-- WHAT IS EXPECTED --
An exact copy of every record is the expected answer.

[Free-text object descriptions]

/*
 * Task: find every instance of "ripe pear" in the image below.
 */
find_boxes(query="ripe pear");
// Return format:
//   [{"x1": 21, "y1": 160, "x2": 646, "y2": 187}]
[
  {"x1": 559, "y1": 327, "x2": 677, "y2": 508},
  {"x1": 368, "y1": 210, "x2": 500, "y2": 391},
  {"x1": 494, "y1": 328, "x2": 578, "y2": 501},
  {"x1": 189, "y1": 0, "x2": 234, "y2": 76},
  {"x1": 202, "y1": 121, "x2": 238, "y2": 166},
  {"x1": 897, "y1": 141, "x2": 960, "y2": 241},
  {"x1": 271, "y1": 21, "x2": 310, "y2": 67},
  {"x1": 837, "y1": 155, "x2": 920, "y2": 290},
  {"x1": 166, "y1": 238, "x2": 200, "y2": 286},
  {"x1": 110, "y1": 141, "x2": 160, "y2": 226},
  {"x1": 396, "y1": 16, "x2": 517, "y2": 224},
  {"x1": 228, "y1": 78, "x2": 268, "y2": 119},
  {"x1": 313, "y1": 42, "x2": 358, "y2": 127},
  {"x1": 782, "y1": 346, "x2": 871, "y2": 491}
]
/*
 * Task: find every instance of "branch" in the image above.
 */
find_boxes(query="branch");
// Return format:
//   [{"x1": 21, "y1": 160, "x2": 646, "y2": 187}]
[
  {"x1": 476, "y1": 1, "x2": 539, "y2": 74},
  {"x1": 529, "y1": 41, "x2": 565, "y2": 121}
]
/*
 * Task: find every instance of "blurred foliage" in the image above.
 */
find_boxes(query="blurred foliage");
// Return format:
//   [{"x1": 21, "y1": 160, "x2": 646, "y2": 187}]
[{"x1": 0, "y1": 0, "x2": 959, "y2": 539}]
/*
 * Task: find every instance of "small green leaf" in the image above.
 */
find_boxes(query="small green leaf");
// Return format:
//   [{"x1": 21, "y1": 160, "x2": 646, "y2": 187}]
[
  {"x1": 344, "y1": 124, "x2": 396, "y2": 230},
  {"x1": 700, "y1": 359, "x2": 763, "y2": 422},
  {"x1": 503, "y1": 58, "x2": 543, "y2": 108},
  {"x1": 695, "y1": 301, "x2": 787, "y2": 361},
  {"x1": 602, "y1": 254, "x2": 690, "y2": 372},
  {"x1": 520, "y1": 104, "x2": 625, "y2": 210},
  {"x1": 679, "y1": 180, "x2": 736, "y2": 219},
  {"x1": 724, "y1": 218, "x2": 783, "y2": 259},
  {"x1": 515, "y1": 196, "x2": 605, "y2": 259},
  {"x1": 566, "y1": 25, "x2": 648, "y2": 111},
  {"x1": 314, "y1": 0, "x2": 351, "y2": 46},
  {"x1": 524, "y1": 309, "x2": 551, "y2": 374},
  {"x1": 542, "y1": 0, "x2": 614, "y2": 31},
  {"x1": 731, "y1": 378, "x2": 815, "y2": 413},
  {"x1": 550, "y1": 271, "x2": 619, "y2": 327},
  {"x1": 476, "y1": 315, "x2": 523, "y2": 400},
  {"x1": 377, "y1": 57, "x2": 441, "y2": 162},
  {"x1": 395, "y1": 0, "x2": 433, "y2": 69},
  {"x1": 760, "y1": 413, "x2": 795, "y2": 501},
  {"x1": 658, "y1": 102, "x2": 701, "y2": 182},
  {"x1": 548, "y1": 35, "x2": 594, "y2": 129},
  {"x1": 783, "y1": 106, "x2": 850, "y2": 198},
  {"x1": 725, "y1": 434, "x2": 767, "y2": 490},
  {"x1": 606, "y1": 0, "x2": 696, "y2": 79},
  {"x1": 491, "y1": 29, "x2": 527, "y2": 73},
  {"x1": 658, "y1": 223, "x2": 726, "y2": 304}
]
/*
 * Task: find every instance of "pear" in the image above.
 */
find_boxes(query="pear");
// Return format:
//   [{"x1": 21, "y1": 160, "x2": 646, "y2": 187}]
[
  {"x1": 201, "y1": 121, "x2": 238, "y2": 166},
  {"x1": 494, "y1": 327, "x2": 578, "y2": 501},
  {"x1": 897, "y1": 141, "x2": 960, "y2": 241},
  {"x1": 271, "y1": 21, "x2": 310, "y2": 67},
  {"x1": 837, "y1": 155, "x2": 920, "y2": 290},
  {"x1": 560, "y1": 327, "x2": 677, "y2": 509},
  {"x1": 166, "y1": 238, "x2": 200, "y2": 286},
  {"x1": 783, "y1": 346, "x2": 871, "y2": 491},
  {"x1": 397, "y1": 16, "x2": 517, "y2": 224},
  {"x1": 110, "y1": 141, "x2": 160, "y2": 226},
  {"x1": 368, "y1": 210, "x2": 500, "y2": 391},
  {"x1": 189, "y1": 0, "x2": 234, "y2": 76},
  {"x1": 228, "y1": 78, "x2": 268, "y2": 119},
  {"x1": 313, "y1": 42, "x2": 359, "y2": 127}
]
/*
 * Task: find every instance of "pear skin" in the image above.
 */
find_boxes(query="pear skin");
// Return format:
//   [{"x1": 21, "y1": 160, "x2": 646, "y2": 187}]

-- TASK OUTPUT --
/*
 * Task: find every instance of "ripe pear" in the image below.
 */
find_boxes(query="ripe pear");
// Return format:
//   [{"x1": 21, "y1": 160, "x2": 646, "y2": 187}]
[
  {"x1": 559, "y1": 327, "x2": 677, "y2": 508},
  {"x1": 368, "y1": 210, "x2": 500, "y2": 391},
  {"x1": 494, "y1": 328, "x2": 578, "y2": 501},
  {"x1": 189, "y1": 0, "x2": 234, "y2": 76},
  {"x1": 202, "y1": 121, "x2": 238, "y2": 166},
  {"x1": 897, "y1": 141, "x2": 960, "y2": 241},
  {"x1": 271, "y1": 21, "x2": 310, "y2": 67},
  {"x1": 837, "y1": 155, "x2": 920, "y2": 290},
  {"x1": 166, "y1": 238, "x2": 200, "y2": 286},
  {"x1": 110, "y1": 141, "x2": 160, "y2": 226},
  {"x1": 396, "y1": 16, "x2": 517, "y2": 224},
  {"x1": 228, "y1": 78, "x2": 268, "y2": 119},
  {"x1": 313, "y1": 42, "x2": 358, "y2": 127},
  {"x1": 782, "y1": 346, "x2": 871, "y2": 491}
]
/*
 * Task: find every instance of "branch" in the image above.
 */
find_boxes(query="branch");
// Return format:
//   [{"x1": 21, "y1": 160, "x2": 646, "y2": 187}]
[
  {"x1": 476, "y1": 1, "x2": 539, "y2": 74},
  {"x1": 529, "y1": 41, "x2": 565, "y2": 121}
]
/*
 * Task: find every instance of "blurred foliage" in the image above.
 */
find_boxes(query="blurred foliage");
// Return format:
//   [{"x1": 21, "y1": 160, "x2": 646, "y2": 187}]
[{"x1": 0, "y1": 0, "x2": 959, "y2": 539}]
/*
 * Task: find every instance of "small green leaf" in the image above.
 */
find_boxes(query="small green leaf");
// Return format:
//   [{"x1": 21, "y1": 160, "x2": 646, "y2": 187}]
[
  {"x1": 344, "y1": 124, "x2": 396, "y2": 230},
  {"x1": 700, "y1": 359, "x2": 763, "y2": 422},
  {"x1": 503, "y1": 58, "x2": 543, "y2": 108},
  {"x1": 695, "y1": 301, "x2": 787, "y2": 361},
  {"x1": 602, "y1": 254, "x2": 690, "y2": 372},
  {"x1": 520, "y1": 104, "x2": 625, "y2": 210},
  {"x1": 679, "y1": 180, "x2": 736, "y2": 219},
  {"x1": 724, "y1": 218, "x2": 783, "y2": 259},
  {"x1": 515, "y1": 196, "x2": 605, "y2": 259},
  {"x1": 566, "y1": 25, "x2": 648, "y2": 111},
  {"x1": 314, "y1": 0, "x2": 351, "y2": 46},
  {"x1": 524, "y1": 309, "x2": 551, "y2": 374},
  {"x1": 542, "y1": 0, "x2": 614, "y2": 31},
  {"x1": 731, "y1": 378, "x2": 815, "y2": 413},
  {"x1": 550, "y1": 271, "x2": 619, "y2": 327},
  {"x1": 476, "y1": 315, "x2": 523, "y2": 400},
  {"x1": 377, "y1": 57, "x2": 441, "y2": 162},
  {"x1": 395, "y1": 0, "x2": 433, "y2": 69},
  {"x1": 760, "y1": 413, "x2": 795, "y2": 501},
  {"x1": 658, "y1": 102, "x2": 701, "y2": 182},
  {"x1": 548, "y1": 35, "x2": 594, "y2": 129},
  {"x1": 783, "y1": 106, "x2": 850, "y2": 198},
  {"x1": 725, "y1": 434, "x2": 767, "y2": 490},
  {"x1": 606, "y1": 0, "x2": 696, "y2": 79},
  {"x1": 491, "y1": 29, "x2": 527, "y2": 73},
  {"x1": 658, "y1": 223, "x2": 726, "y2": 304}
]
/*
 * Task: find every instance of "pear" in the image above.
 */
find_boxes(query="pear");
// Return format:
//   [{"x1": 21, "y1": 160, "x2": 646, "y2": 187}]
[
  {"x1": 201, "y1": 121, "x2": 238, "y2": 166},
  {"x1": 494, "y1": 327, "x2": 578, "y2": 501},
  {"x1": 897, "y1": 141, "x2": 960, "y2": 241},
  {"x1": 271, "y1": 21, "x2": 310, "y2": 67},
  {"x1": 837, "y1": 155, "x2": 920, "y2": 290},
  {"x1": 560, "y1": 327, "x2": 677, "y2": 509},
  {"x1": 166, "y1": 238, "x2": 200, "y2": 286},
  {"x1": 783, "y1": 346, "x2": 871, "y2": 491},
  {"x1": 397, "y1": 16, "x2": 517, "y2": 224},
  {"x1": 110, "y1": 141, "x2": 160, "y2": 226},
  {"x1": 368, "y1": 210, "x2": 500, "y2": 391},
  {"x1": 189, "y1": 0, "x2": 234, "y2": 76},
  {"x1": 228, "y1": 78, "x2": 268, "y2": 119},
  {"x1": 313, "y1": 42, "x2": 359, "y2": 127}
]
/*
 * Task: find every instance of "pear skin" in the image above.
 */
find_boxes(query="pear skin");
// Return format:
//   [{"x1": 21, "y1": 160, "x2": 646, "y2": 187}]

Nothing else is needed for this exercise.